Quoted passage.
Right wing talking points on everything from torture to terrorism trials is taking a beating this week! Throughout CPAC the crazier the better it was for "getting tough" on terrorism. But as Beck said in his speech, "it is still morning in America. It just happens to be kind of a head-pounding, hung-over, vomiting for four hours kind of a morning," and who was delivering that CPAC hangover? A tall, stiff glass of the truth.
"It is still morning in America. It just happens to be kind of a head-pounding, hung-over, vomiting for four hours kind of a morning in America. And it's shaping up to be kind of a nasty day, but it's still morning in America." -- Glenn Beck in his keynote speech to CPAC
Speak for yourself, buddy. I've been having nothing but GREAT mornings since the annual Right Wing Olympics ended!
CPAC finished with Glenn Beck as the keynote speaker and he ended our competition last night with the gold. (With Dick Cheney winning the silver and Michele Bachmann taking home the bronze.) But the thing that really took a beating this week was not the competition at the Right Wing Olympics -- but the rhetoric they used. Celebrating harsh interrogation techniques and pushing for flawed military commissions over criminal trials for terrorists, their ideas were not just wrong, but terribly old hat. General Colin Powell came out for civilian trials. General David Petraeus is (still) against torture and wants to close Guantanamo. Democrats are pushing back, pointing out that Republican criticism was strangely absent during the trial and conviction of the would-be New York Subway bomber and the Republicans responded with ... well, does saying it can't count because he wasn't an illegal alien make sense? Because the underwear bomber came here on a plane, the 9/11 plotters were all here by some legal means and we picked up Khalid Shiekh Mohammed abroad. Who knew that real estate was so IMPORTANT when it comes to collecting and prosecuting terrorists! (Only it isn't really that important.)
Aw, who said it had to make sense when you're playing politics with national security!
From The Hill:
House Minority Leader John Boehner (R-Ohio) brushed aside Holder’s assertions that the Zazi case demonstrates the ability of federal courts to handle terrorism trials.
"I think that terrorists ought to be treated like terrorists, not like common criminals," Boehner told reporters Tuesday.
Others vocal opponents of trying terrorism suspects in civilian courts said the administration was comparing apples to oranges in using the Zazi case as an example of a successful federal court prosecution.
"The attorney general claims that the plea of Zazi is proof that federal courts can handle the trials of terrorists currently held at Guantanamo Bay," said Rep. Lamar Smith (R-Texas). "But comparing the prosecution of Zazi — a legal permanent resident of the U.S. — to Khalid Sheikh Mohammed — who engaged in an act of war against the U.S. by plotting the mass murder of Americans on 9/11 — is misleading at best."

Written exercise A. For each statement about the CPAC post, say yes or no as to whether it agrees with the text, and quote the exact words of the text that decide it: (i) Glenn Beck was the keynote speaker at CPAC; (ii) General David Petraeus wants to keep Guantanamo open; (iii) Dick Cheney took home the bronze.
Written exercise B. Reproduce the part of the CPAC post that opens with the words containing "Aw, who said" and closes with "handle terrorism trials.", substituting "Senate Minority Leader" for "House Minority Leader".

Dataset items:
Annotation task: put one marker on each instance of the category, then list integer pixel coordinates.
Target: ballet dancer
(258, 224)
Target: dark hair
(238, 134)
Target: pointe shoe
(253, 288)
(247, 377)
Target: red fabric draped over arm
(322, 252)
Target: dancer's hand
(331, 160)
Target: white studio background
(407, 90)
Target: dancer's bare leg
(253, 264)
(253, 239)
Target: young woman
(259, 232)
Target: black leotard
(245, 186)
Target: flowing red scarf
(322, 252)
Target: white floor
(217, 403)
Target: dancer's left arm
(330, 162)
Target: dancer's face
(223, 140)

--

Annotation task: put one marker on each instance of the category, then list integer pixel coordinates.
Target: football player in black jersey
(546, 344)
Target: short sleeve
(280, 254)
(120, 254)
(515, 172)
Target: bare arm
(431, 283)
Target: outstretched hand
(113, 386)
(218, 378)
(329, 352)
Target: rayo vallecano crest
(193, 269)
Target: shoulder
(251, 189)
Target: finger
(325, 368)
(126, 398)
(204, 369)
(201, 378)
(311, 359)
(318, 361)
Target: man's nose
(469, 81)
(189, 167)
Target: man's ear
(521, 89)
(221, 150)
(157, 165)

--

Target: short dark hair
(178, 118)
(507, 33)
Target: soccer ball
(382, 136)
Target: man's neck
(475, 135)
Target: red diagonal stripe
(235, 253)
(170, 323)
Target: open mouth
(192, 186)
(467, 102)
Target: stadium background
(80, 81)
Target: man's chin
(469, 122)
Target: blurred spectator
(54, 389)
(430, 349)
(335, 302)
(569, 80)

Reply A.
(i) Yes: "CPAC finished with Glenn Beck as the keynote speaker"
(ii) No: "General David Petraeus is (still) against torture and wants to close Guantanamo."
(iii) No: "With Dick Cheney winning the silver and Michele Bachmann taking home the bronze."

Reply B.
Aw, who said it had to make sense when you're playing politics with national security!
From The Hill:
Senate Minority Leader John Boehner (R-Ohio) brushed aside Holder’s assertions that the Zazi case demonstrates the ability of federal courts to handle terrorism trials.